# DOCUMENT EXTRACT
From experimentation to execution: How insurers are moving beyond AI hype
Why AI success in insurance now depends on execution, integration, and measurable business impact
Why insurers are moving beyond AI experimentation toward execution
The insurance industry is entering a new phase of AI maturity—focused on integration, impact, and measurable return on investment.
Just a few years ago, executives needed convincing that artificial intelligence could transform insurance operations. Today, the conversation has shifted from why AI to how value is measured. This change reflects an industry that has moved beyond hype toward execution and performance.
In a recent KPMG survey of insurance executives, 59 percent expressed confidence that their organization is a leader in AI adoption compared to peers. Even more telling, 90 percent reported that their AI budgets have increased compared to the prior year. This sustained investment signals conviction—but also raises expectations for results.
As insurers accelerate AI adoption, they are increasingly confronting challenges that extend beyond technology, including legacy system fragmentation, workforce readiness, and governance. The real question is no longer whether to invest in AI, but how to execute at scale.
How insurers are shifting from AI use cases to functional transformation
Early AI efforts across insurance followed a familiar pattern. Organizations identified hundreds of potential use cases and pursued them individually. While that approach delivered quick wins, it rarely produced enterprise-wide impact.
Leading insurers are now adopting a functional lens—rethinking how AI can transform entire workflows instead of isolated tasks. The focus has shifted to understanding end-to-end processes and embedding AI across the value chain.
This transition is reshaping core insurance functions. In claims, AI compresses timelines while improving accuracy. In underwriting, it supports faster, more informed decisions by analyzing larger and more complex data sets. In finance, AI shifts teams from backward-looking reporting to forward-looking insight and continuous monitoring.

Items listed in a dataset:

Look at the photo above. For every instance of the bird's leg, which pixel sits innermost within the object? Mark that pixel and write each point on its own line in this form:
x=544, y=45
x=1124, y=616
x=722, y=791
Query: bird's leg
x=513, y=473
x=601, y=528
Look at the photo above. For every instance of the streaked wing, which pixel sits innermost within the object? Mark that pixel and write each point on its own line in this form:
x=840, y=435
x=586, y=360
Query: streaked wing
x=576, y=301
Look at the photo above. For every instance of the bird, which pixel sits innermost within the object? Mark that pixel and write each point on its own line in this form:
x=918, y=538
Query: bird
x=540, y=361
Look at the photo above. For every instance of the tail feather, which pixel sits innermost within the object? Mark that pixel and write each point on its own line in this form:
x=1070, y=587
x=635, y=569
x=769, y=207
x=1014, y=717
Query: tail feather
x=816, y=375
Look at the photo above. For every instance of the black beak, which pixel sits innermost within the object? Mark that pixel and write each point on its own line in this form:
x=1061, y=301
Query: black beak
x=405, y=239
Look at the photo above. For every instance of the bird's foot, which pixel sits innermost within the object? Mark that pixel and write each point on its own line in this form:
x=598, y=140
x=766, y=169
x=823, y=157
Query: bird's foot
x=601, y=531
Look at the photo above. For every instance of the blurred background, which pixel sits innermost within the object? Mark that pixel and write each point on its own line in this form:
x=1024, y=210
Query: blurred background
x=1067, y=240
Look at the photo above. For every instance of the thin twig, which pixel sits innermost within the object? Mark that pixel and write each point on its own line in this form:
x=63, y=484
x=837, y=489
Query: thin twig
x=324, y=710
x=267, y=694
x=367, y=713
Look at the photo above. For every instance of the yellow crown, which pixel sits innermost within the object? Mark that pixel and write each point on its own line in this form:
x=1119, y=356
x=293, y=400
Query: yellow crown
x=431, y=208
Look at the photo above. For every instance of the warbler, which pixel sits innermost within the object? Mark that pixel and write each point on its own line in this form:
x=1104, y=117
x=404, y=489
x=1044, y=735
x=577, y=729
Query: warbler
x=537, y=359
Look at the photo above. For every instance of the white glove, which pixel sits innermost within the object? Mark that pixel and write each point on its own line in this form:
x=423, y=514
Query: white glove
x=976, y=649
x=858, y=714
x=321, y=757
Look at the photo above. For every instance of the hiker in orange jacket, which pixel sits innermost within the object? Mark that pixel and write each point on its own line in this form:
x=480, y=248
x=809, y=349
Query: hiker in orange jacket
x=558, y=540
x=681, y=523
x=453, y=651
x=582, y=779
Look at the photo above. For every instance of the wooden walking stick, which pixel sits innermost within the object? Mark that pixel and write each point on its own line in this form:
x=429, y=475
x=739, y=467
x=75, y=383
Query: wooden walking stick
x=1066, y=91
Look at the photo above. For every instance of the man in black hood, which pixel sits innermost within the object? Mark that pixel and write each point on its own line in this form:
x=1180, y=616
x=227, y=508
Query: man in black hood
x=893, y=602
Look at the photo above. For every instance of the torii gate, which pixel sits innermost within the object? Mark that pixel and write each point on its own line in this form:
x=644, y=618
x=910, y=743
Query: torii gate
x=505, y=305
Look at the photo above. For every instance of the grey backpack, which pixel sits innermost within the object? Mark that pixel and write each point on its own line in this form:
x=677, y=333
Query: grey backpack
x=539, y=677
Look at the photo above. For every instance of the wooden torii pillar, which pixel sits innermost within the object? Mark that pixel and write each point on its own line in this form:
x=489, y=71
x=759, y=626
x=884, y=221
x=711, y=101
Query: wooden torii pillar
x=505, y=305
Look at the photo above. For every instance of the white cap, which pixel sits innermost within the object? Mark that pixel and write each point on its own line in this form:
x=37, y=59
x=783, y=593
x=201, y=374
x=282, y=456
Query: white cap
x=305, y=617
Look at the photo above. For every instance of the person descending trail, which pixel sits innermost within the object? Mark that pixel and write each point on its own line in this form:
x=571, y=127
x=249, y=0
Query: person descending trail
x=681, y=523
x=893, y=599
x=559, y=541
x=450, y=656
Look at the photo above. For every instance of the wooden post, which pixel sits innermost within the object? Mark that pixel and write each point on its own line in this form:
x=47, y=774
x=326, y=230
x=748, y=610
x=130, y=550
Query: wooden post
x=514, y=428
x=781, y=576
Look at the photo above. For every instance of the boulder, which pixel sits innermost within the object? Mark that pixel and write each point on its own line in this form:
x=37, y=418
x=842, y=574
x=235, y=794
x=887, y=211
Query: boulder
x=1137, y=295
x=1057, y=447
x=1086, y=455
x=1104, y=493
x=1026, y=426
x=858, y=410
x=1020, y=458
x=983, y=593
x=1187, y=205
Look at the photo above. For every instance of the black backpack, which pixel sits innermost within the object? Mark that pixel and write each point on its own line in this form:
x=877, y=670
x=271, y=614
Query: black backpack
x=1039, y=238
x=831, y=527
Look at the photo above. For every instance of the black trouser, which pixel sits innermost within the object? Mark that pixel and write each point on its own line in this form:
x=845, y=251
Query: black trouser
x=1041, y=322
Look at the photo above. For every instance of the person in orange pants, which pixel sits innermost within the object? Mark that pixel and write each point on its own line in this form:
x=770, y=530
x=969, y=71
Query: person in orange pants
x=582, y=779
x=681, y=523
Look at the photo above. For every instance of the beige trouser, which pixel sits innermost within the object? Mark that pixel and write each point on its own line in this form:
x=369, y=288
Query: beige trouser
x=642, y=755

# REQUIRED TASKS
1. Answer these questions from the article on insurers and AI:
(a) What percentage of surveyed insurance executives reported that their AI budgets had increased compared to the prior year?
(b) What did organizations identify and then pursue individually in early AI efforts?
(c) In finance, AI shifts teams from what to what?
2. Print the passage of the article on insurers and AI that opens with the words containing "From experimentation to" and closes with "return on investment.".

# COMPLETE ANSWERS
1.
(a) 90 percent.
(b) Hundreds of potential use cases.
(c) From backward-looking reporting to forward-looking insight and continuous monitoring.

2.
From experimentation to execution: How insurers are moving beyond AI hype
Why AI success in insurance now depends on execution, integration, and measurable business impact
Why insurers are moving beyond AI experimentation toward execution
The insurance industry is entering a new phase of AI maturity—focused on integration, impact, and measurable return on investment.